Document extract:
====

Of course, you bring up fearing God in a Southern Baptist or any other kind of evangelical church nowadays and we all get antsy. We're not supposed to fear God, because Jesus is nice. Fearing God will make us legalistic clones. Fearing God leads us to all kinds of psychological pathologies. We'll be like the Muslims, for goodness' sake! But I think we'll find the word fear a lot more times in the Bible than we want to admit. Sure, love is in there more than fear, and maybe not so much fear in the New Testament as the Old, but it's there. We are post-Enlightenment, so much of nature can be explained outside of providence; we're postmodern, so certainly we can't take one cultural definition of God more seriously than another, now can we?

So my lesson is going to be about the two key words in Job. Fear and curse. You either fear God or curse Him when life hits the fan. Curse is for tomorrow's blog.

I like this blogging thing. I have learned to compose through my fingertips and not through cursive. The cursive seems like a wasted step now, which I hate to admit. As conservative as I am socially, and as much as I curse cell phone usage, I use as much technology as possible. I don't even mind voice mail (press 1 for ...) at businesses. Better that than being put on hold.

As for my "journey toward the doctorate," my biggest "fears" if you can still call them that still revolve around driving to Atlanta. I wish the campus were not in downtown! And I wish the classes didn't get out so late! But I've walked all over London by myself late at night, so I can do this; I plan to travel very light, no purse, just some cash and one card in my underwear and my driver's license.

I am reading Mayhew's "The New Public". It's ok. He's verbose and unnecessarily complicated. The ideas he is presenting are not that complex, but he couches them in words that are supposed to make them seem so. I think this will be a common discovery in doctoral work. I have to get used to reading this kind of academic discourse more quickly, since I won't have massive amounts of leisure to read these books. I plan to not go in the summers for now so I can read up and recuperate.

Sunday, May 28, 2006

Sunday, May 29

This is a typical Sunday for me, which means church, home by 11:15, lunch, read the paper, take a nap, do personal visits or study, take a nap. My son goes to his job and I take it easy. He is out of school now, and plans not to overexert himself this summer, and I can accept that. He is taking the SAT and ACT in the next two weeks, will have to read four or five books for AP English, is supposed to help his dad with projects, must work on his golf game, and will work about 30 hours a week. So why I can't I be happy with that? What is it about my generation that thinks children have to be so busy all the time? That will come.

====

(Outline entries for labeled areas)
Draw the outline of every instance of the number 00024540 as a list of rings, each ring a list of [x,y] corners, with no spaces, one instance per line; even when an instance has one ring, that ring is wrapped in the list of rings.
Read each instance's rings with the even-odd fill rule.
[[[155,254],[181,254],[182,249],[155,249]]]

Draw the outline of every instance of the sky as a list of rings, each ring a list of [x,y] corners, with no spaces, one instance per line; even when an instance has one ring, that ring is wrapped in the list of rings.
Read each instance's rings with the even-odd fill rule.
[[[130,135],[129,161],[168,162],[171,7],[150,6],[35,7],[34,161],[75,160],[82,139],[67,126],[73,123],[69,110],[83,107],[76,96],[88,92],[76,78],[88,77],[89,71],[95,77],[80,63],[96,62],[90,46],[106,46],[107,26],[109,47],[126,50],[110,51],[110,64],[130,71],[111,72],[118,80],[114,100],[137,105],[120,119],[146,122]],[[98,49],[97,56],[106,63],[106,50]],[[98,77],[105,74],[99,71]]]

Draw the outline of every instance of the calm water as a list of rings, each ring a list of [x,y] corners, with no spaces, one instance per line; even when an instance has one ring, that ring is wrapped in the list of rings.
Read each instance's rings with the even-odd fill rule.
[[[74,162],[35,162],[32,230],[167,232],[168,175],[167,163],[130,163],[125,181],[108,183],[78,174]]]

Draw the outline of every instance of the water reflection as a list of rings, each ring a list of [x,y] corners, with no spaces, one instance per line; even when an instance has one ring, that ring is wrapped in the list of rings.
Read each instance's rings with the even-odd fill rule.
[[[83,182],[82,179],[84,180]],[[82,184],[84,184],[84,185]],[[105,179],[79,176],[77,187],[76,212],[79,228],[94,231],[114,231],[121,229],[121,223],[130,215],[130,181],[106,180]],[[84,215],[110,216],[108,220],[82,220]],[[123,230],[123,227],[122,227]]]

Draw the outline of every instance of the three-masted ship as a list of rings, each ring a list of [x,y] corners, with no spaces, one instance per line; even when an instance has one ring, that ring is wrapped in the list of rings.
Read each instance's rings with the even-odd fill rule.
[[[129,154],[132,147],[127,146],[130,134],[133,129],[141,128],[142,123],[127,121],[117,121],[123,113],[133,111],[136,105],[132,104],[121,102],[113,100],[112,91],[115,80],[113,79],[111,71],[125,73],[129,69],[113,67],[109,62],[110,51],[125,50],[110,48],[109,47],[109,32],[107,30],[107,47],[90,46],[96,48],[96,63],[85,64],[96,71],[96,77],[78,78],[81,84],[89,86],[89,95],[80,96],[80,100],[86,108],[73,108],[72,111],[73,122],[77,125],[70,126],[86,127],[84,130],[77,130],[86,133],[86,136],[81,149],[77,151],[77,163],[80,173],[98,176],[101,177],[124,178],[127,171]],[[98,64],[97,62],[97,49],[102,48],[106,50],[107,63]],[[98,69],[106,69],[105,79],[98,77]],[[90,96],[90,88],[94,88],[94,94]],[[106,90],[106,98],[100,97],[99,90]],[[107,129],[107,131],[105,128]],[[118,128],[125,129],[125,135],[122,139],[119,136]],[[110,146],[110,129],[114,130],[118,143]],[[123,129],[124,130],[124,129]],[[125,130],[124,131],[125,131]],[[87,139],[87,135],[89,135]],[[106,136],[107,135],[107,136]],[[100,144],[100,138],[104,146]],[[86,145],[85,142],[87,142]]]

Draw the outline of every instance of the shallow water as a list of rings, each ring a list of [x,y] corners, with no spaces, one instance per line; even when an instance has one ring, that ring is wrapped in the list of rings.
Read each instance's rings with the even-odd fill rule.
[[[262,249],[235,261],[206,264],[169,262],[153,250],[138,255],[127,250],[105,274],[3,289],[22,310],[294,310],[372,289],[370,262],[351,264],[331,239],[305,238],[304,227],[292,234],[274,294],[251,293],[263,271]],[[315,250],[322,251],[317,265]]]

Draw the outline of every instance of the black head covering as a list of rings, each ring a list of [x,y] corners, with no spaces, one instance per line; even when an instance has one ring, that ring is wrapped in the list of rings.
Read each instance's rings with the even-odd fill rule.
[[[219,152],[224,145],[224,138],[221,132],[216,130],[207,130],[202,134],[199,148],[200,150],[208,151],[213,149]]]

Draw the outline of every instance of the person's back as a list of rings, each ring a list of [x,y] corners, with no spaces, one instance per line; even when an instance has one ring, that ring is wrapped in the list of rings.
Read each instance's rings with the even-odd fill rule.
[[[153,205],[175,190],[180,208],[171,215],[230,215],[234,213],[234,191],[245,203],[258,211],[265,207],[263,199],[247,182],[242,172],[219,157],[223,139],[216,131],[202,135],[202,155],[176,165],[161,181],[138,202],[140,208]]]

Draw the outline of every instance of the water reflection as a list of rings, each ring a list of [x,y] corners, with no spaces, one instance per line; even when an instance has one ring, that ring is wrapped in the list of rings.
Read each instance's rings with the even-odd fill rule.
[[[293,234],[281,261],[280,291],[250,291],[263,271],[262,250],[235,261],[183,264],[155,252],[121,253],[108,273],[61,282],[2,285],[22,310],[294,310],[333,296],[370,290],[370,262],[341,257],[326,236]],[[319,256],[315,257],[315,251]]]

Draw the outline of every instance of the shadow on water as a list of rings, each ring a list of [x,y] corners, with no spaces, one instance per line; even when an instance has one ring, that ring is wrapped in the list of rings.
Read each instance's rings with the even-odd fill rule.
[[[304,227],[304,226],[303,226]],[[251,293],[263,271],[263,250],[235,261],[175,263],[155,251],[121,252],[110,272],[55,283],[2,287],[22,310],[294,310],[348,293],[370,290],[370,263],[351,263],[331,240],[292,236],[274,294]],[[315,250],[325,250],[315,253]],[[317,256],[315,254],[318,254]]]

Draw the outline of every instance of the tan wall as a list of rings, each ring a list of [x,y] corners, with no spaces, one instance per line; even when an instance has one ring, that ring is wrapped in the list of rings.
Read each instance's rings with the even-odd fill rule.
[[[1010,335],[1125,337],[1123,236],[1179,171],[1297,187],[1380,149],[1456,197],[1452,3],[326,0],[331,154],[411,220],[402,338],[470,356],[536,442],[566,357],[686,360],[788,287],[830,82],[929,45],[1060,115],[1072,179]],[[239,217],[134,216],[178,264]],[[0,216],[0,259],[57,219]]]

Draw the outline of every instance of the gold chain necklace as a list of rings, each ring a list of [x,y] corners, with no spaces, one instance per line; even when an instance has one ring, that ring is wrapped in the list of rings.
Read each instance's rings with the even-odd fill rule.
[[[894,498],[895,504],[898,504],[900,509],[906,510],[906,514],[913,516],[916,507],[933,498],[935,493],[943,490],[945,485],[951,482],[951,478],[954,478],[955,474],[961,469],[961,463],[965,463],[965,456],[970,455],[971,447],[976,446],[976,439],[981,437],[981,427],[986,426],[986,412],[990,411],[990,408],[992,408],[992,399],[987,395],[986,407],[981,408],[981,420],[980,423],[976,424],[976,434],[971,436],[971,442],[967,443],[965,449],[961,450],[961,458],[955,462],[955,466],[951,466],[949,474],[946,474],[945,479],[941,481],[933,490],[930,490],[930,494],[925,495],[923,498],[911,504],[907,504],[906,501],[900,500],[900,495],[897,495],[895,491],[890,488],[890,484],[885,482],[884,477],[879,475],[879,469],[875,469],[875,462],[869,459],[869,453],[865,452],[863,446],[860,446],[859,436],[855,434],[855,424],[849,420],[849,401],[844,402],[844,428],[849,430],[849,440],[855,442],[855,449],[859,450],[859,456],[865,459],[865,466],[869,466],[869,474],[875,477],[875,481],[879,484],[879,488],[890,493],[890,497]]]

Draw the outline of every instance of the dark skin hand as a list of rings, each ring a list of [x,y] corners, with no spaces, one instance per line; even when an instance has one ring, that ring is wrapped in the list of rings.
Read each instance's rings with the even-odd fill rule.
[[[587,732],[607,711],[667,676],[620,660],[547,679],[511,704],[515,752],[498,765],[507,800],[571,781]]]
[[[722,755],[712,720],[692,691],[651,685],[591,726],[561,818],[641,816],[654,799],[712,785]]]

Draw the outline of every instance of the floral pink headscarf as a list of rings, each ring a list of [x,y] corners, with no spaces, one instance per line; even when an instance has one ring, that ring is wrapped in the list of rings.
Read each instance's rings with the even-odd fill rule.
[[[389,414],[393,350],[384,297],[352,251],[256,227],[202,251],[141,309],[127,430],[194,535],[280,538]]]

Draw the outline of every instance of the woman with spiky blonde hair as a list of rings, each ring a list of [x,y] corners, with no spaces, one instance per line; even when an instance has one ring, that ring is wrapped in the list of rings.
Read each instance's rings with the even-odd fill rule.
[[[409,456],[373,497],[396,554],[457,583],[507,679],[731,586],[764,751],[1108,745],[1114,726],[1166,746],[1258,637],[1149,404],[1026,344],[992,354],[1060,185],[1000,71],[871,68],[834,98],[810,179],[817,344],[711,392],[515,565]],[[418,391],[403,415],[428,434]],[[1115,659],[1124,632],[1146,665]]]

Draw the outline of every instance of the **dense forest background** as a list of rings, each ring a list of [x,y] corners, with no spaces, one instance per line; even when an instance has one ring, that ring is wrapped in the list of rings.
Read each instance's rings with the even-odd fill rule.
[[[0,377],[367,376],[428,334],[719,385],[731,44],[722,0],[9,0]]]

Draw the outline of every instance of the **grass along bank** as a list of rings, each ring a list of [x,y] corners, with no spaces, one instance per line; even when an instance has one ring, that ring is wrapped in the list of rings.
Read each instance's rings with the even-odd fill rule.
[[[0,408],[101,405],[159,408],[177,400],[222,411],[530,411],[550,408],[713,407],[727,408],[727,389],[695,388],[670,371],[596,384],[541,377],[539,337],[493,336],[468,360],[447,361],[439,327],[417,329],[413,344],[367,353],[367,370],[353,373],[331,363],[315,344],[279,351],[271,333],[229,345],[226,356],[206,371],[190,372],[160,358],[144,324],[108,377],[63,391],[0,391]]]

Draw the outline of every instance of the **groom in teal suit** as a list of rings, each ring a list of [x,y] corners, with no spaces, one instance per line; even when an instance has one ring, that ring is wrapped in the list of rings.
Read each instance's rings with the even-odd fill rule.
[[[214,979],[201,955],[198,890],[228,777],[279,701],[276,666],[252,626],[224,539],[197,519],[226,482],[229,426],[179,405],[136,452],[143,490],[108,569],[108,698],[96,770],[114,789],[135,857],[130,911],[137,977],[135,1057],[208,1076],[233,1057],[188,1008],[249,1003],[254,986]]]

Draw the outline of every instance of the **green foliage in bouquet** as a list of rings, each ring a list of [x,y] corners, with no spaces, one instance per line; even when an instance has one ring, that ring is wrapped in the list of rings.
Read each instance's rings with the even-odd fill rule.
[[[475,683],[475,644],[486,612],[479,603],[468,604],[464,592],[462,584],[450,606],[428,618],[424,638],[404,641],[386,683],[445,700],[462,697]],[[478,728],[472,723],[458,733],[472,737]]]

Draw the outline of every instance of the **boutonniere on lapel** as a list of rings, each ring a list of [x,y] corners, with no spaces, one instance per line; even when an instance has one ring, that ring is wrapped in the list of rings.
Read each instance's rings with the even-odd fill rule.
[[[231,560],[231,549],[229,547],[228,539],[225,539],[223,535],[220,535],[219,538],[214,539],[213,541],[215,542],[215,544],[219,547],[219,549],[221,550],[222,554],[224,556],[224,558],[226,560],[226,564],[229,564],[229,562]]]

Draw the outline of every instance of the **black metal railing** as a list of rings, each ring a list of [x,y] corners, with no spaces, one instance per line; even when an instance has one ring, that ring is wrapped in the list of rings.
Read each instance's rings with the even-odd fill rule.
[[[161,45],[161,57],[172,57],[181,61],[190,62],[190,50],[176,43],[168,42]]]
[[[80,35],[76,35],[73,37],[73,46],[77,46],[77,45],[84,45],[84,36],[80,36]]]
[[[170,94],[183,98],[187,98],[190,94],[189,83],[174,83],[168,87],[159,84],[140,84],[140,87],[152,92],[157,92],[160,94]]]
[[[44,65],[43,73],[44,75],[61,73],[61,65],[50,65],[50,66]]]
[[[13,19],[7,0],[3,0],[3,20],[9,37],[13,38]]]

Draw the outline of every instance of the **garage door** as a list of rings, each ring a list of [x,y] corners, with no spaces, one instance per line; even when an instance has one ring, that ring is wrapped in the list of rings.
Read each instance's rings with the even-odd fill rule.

====

Goal: Write the next part of the blog post about fearing God, the doctorate, and a typical Sunday, starting after its final sentence. The entries have no connection to the blog post and are separate material.

Result of the exercise:
I wrote a novel and sent it to two Christian clearinghouses. I would like to hope something will come of it--I gave them enough money. My desire to write fiction is keen, and probably the thing I would like to do more than anything, but it's not practical to pin one's dreams on it. I have five or six viable ideas. The Ph.D. work looms up before me and threatens to control me; I don't realistically know how difficult and time-consuming this will be. It's a journey with a sketchy road map.

Wednesday, May 24, 2006

On distractions and devotions

The topic of the day is Mary of Bethany. This the Mary who sat and listened to Jesus, the Mary who confronted Jesus about Lazarus' death, the Mary who wiped Jesus feet with her hair and an incredibly expensive oily perfume. We know a lot about her for a woman in the Bible, and poor Martha has suffered from comparison to her sister. Was this true all her life? Was Mary the prettier, sweeter one by nature, putting Martha in a position to have to take charge, get things done, and by contrast seem like a grump? Who was older? Were both unmarried all their lives, or widows? So we really don't know a great deal about her, and I'm not sure it matters. The stories are not there to reveal her character, but to advance the story of the gospel. Real people though Biblical characters are, they are foils to an extent.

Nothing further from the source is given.